START RECORDS PROVIDED

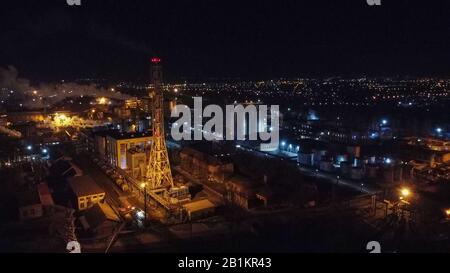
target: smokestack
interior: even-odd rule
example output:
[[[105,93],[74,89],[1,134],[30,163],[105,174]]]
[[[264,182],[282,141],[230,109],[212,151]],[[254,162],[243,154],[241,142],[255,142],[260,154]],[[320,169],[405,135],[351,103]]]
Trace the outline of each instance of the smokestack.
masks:
[[[152,58],[150,73],[152,84],[155,86],[155,88],[159,87],[162,83],[161,59],[159,57]]]

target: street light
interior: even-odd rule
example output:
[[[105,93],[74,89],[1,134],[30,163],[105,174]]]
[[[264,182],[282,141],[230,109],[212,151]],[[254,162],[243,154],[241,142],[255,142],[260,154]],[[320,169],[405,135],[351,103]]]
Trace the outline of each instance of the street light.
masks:
[[[402,195],[404,197],[408,197],[410,194],[411,194],[411,191],[409,189],[407,189],[407,188],[402,189]]]
[[[446,210],[445,210],[445,215],[446,215],[447,217],[450,217],[450,209],[446,209]]]
[[[401,188],[400,189],[400,200],[403,200],[407,198],[408,196],[411,196],[411,190],[408,188]]]
[[[147,222],[147,183],[142,183],[141,188],[144,190],[144,226]]]

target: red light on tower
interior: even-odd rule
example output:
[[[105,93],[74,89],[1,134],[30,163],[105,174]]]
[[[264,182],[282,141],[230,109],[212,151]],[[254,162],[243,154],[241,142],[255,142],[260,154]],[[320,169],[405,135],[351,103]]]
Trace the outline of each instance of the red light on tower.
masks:
[[[160,58],[158,58],[158,57],[152,58],[152,63],[154,63],[154,64],[159,64],[160,62],[161,62],[161,59],[160,59]]]

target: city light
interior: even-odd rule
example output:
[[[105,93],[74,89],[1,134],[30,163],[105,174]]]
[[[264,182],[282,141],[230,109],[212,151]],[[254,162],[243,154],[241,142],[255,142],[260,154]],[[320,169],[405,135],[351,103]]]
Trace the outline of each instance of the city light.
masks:
[[[407,198],[411,195],[411,190],[408,188],[401,188],[400,189],[400,199]]]
[[[72,124],[72,119],[65,114],[56,114],[53,120],[55,127],[67,127]]]
[[[145,214],[144,214],[144,212],[142,210],[136,212],[136,216],[140,220],[144,220],[145,219]]]
[[[105,97],[98,98],[97,99],[97,103],[100,104],[100,105],[108,104],[108,99],[105,98]]]
[[[78,3],[61,4],[74,12],[70,25],[88,30],[78,50],[63,49],[80,28],[36,39],[61,16],[47,5],[2,14],[2,252],[67,253],[72,243],[103,254],[182,249],[150,266],[245,271],[278,261],[240,258],[242,250],[449,250],[450,77],[433,76],[448,62],[431,58],[448,48],[411,43],[386,58],[379,46],[430,29],[433,42],[450,43],[447,28],[433,29],[449,23],[439,7],[422,1],[417,11],[378,14],[365,6],[387,1],[271,0],[263,10],[69,2]],[[355,20],[362,9],[376,18]],[[419,29],[379,31],[412,14]],[[396,62],[416,47],[418,60],[432,61]],[[43,49],[39,65],[34,49]],[[196,258],[199,249],[225,256]]]

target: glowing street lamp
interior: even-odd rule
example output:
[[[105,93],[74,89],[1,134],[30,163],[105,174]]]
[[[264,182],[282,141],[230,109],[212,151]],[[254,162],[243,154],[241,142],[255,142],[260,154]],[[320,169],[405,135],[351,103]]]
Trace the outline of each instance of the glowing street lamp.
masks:
[[[446,215],[447,217],[450,217],[450,209],[446,209],[446,210],[445,210],[445,215]]]
[[[400,200],[406,199],[409,196],[411,196],[411,190],[408,188],[401,188],[400,189]]]
[[[98,104],[104,105],[104,104],[106,104],[107,102],[108,102],[108,101],[106,100],[105,97],[101,97],[101,98],[98,99]]]

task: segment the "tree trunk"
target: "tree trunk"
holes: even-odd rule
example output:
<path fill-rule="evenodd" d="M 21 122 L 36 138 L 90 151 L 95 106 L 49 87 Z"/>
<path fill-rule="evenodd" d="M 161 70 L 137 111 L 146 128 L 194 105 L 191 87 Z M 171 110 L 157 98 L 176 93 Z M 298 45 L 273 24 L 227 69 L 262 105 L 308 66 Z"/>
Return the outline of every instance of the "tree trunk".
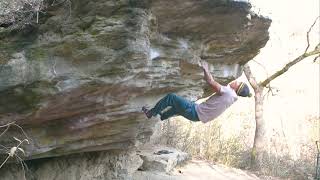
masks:
<path fill-rule="evenodd" d="M 251 168 L 259 169 L 263 163 L 265 151 L 266 127 L 263 120 L 263 86 L 254 89 L 256 131 L 251 152 Z"/>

END RECORDS PROVIDED

- [YOUR ASSIGNMENT]: Scan the data above for the word "city", then copy every line that holds it.

- [TASK SOLUTION]:
target: city light
Trace the outline of each instance of the city light.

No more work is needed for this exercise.